Data for processing:
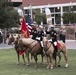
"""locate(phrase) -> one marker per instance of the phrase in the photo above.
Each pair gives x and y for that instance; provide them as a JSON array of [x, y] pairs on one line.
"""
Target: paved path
[[70, 44]]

Problem: An exact copy of the entries above is needed, with the pictures removed.

Completed task:
"""locate(phrase) -> one marker per instance of the phrase in the photo above.
Each pair gives x and y for that instance; provide them as a JSON array of [x, y] pairs on one line.
"""
Target: paved path
[[70, 44]]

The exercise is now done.